[Image point annotation entries]
• • • • •

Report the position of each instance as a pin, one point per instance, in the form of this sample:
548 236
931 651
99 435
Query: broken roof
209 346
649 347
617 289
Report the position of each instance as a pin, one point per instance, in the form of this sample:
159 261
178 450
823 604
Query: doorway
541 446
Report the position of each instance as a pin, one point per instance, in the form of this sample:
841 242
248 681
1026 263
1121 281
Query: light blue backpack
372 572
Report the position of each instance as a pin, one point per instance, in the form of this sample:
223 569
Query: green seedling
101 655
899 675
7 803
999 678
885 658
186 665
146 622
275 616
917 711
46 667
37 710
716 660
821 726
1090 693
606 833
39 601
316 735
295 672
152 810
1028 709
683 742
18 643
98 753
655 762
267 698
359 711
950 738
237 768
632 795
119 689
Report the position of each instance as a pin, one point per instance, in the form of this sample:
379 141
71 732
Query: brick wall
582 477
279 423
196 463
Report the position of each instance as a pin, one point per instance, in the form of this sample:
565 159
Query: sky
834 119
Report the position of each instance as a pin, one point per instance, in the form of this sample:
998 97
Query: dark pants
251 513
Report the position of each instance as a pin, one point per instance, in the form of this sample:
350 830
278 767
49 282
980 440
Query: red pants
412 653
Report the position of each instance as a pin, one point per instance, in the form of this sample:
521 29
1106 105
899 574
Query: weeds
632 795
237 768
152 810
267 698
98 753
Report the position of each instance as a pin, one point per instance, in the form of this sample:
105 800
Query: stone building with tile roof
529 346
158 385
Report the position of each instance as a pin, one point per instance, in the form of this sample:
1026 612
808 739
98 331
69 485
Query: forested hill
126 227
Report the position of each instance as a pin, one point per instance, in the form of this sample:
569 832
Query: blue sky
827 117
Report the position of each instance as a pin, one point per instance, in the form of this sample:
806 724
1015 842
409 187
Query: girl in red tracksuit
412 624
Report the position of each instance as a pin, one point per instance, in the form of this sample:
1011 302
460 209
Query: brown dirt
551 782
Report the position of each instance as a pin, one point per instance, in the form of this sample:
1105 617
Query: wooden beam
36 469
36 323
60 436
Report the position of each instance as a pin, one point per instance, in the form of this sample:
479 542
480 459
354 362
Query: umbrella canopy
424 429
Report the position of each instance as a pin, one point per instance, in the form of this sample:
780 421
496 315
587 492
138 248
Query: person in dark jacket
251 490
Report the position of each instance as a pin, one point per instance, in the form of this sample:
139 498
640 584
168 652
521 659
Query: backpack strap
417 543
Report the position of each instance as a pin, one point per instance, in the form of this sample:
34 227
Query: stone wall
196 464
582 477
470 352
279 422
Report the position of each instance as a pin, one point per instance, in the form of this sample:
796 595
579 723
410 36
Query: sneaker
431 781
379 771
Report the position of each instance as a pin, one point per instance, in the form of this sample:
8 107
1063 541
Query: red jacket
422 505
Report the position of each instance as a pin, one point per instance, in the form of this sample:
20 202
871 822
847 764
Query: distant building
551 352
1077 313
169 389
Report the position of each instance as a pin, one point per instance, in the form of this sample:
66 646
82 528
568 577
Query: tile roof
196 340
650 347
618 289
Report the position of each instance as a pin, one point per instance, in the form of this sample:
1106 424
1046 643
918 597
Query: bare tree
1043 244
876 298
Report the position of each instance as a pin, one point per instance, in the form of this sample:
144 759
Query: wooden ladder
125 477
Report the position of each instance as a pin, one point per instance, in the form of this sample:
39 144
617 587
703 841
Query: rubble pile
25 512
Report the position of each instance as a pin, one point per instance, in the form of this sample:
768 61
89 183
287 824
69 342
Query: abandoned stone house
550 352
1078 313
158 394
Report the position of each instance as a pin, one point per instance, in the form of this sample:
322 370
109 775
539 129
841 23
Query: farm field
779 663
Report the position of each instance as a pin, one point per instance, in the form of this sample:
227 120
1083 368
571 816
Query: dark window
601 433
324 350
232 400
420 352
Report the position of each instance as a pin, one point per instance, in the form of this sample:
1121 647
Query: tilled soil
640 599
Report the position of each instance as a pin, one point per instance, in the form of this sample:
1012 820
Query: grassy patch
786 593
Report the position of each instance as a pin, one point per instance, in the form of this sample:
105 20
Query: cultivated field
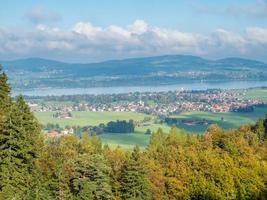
225 120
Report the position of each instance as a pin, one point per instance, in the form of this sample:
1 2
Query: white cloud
86 42
40 14
256 34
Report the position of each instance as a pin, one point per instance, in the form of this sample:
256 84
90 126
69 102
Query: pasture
225 120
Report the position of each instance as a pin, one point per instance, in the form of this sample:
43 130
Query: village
162 103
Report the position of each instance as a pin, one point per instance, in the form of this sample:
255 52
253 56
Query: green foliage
134 181
91 178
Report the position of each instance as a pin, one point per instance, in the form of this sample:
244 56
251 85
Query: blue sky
92 30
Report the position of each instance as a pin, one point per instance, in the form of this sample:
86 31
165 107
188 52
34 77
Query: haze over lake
127 89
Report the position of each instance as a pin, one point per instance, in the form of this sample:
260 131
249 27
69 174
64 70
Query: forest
219 164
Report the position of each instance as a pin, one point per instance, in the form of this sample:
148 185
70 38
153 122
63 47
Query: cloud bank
85 42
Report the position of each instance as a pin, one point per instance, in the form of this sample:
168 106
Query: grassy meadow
230 120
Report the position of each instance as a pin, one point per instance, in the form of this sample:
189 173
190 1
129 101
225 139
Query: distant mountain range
169 69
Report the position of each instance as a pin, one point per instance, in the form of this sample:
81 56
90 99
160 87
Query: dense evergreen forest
220 164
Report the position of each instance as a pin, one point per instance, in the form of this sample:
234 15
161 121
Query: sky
96 30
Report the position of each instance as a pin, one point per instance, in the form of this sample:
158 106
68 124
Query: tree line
220 164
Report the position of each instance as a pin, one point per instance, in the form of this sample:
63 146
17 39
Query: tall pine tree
19 143
134 181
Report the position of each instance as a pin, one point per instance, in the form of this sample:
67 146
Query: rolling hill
169 69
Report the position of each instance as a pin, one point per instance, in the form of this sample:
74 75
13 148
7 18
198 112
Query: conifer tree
134 181
19 143
91 178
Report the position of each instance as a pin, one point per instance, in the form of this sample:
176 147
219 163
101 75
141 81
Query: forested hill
37 72
220 164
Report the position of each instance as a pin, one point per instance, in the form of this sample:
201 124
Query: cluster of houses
212 101
59 133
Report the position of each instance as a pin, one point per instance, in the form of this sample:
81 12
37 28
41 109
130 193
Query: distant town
156 103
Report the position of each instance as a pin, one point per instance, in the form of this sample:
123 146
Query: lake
127 89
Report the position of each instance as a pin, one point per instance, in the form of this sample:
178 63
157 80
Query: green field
255 94
89 118
230 120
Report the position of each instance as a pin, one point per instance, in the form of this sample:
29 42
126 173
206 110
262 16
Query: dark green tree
91 178
19 143
134 181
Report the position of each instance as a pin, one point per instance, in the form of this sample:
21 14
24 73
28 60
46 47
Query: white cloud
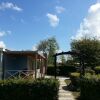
34 48
3 33
59 9
9 5
2 44
90 27
53 19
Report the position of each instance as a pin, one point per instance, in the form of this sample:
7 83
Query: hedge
21 89
90 87
97 69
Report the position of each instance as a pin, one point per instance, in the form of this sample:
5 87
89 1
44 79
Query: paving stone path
63 93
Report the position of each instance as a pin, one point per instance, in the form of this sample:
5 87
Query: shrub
97 70
75 79
90 87
90 71
21 89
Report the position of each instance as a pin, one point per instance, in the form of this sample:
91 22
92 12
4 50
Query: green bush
97 70
21 89
63 70
90 87
90 71
75 79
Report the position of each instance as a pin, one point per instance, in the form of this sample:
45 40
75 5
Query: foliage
23 89
75 80
90 87
49 47
97 69
63 60
89 51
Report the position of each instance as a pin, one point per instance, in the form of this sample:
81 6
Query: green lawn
76 94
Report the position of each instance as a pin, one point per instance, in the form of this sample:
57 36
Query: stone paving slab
64 94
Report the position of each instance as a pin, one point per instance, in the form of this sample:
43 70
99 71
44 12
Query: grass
76 94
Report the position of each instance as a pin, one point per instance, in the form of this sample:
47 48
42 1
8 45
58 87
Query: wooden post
35 65
55 58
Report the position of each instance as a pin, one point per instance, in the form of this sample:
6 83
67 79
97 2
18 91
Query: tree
42 46
89 50
49 46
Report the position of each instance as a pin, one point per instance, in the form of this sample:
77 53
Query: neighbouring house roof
30 53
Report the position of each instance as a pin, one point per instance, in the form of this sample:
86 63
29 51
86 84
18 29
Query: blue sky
23 23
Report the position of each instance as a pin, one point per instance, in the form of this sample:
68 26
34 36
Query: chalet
22 63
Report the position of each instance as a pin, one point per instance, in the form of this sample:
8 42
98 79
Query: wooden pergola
74 53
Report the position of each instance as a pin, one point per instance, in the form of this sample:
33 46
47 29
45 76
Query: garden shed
23 63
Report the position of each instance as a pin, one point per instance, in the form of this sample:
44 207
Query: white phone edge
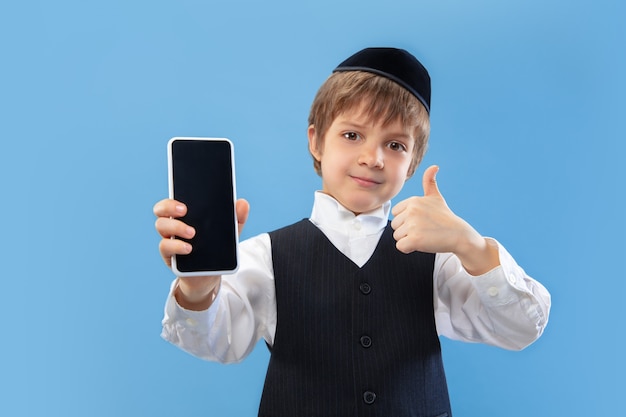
171 195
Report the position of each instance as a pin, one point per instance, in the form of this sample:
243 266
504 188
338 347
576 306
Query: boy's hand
193 293
167 225
427 224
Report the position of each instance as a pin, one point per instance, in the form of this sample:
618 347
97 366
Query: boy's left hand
427 224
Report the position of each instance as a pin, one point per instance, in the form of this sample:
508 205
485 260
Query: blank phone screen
202 178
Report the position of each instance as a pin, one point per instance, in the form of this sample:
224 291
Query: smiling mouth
365 182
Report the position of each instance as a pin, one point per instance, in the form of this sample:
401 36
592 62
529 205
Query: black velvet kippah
395 64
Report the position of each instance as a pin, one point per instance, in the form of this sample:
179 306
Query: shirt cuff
179 317
503 284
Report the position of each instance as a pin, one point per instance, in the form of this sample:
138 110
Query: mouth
365 182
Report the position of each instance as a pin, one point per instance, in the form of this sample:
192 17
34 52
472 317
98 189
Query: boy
351 305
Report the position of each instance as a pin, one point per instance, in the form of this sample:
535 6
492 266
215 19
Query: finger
168 227
171 247
429 182
242 208
169 208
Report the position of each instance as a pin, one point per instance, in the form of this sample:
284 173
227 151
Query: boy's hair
385 101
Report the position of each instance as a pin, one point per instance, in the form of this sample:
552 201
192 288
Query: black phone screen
202 177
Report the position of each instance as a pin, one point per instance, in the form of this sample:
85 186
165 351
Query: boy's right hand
194 293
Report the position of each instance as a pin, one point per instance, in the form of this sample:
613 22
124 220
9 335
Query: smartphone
202 175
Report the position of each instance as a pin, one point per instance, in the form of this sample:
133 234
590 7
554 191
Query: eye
352 136
397 146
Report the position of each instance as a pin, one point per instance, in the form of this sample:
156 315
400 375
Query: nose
372 157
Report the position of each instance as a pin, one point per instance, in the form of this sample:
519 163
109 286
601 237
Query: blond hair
384 101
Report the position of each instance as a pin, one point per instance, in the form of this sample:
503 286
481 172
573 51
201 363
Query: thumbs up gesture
427 224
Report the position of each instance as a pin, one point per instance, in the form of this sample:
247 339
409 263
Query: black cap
395 64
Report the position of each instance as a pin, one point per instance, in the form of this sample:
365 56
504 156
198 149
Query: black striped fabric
352 341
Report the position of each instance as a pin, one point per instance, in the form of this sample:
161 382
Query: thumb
242 208
429 182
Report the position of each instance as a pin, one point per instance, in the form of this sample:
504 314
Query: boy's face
364 164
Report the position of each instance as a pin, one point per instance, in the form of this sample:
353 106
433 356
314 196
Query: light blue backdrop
528 128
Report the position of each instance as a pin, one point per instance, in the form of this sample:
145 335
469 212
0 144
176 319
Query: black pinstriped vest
352 341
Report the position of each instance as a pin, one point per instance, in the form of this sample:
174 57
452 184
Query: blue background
527 126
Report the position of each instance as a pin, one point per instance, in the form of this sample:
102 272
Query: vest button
369 397
366 341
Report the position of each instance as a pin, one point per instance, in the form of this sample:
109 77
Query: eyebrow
347 124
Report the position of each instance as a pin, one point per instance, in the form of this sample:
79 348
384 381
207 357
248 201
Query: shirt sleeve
243 312
504 307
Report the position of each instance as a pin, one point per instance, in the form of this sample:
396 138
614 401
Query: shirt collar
328 213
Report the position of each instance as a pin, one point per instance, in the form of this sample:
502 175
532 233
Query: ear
313 142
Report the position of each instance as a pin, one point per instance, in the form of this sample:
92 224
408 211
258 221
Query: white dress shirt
504 307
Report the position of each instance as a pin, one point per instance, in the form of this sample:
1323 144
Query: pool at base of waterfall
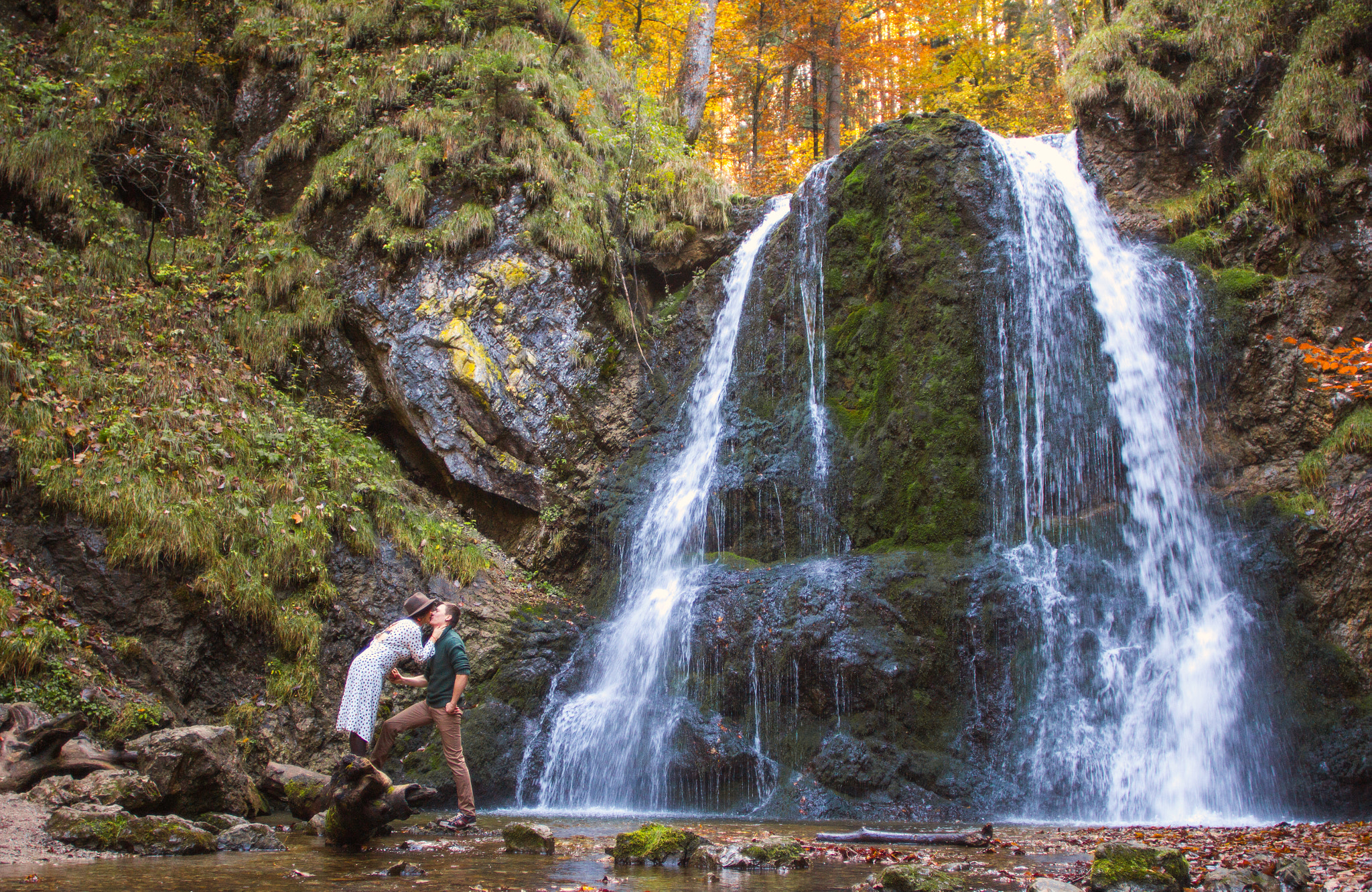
476 859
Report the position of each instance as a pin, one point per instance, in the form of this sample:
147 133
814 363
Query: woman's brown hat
417 602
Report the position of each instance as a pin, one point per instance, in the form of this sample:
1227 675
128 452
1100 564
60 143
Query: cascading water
608 745
1139 710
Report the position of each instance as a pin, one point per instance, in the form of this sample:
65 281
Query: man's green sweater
449 662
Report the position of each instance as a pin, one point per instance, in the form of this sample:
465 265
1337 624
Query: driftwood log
908 839
360 799
35 747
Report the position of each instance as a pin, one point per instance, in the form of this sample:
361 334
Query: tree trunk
361 799
35 747
693 80
607 46
835 101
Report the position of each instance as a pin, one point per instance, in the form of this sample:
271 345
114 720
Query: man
445 676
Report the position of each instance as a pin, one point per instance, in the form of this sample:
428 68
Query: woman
362 692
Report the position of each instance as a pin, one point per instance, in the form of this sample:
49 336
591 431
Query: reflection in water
474 859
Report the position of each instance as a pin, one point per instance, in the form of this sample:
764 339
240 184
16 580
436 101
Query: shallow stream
476 859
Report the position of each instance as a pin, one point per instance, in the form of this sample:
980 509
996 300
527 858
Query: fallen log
361 799
910 839
35 747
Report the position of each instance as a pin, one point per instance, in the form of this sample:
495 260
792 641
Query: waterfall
610 744
1140 703
811 209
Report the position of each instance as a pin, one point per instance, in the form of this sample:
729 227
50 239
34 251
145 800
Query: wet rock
299 788
401 869
1293 872
530 839
1225 880
1048 884
249 838
1127 868
776 851
198 769
111 829
221 821
655 844
715 856
124 788
852 766
916 879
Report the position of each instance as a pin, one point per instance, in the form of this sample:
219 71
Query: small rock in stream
401 869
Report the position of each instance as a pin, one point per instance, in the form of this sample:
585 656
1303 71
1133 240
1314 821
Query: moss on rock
655 844
1140 867
916 879
903 283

• • • • •

GIVEN EXERCISE> Pull out every line in the records above that contains the word "distant", and copy each one in full.

RESPONSE TO THIS TASK>
Query: distant building
Query: distant mountain range
Query: distant town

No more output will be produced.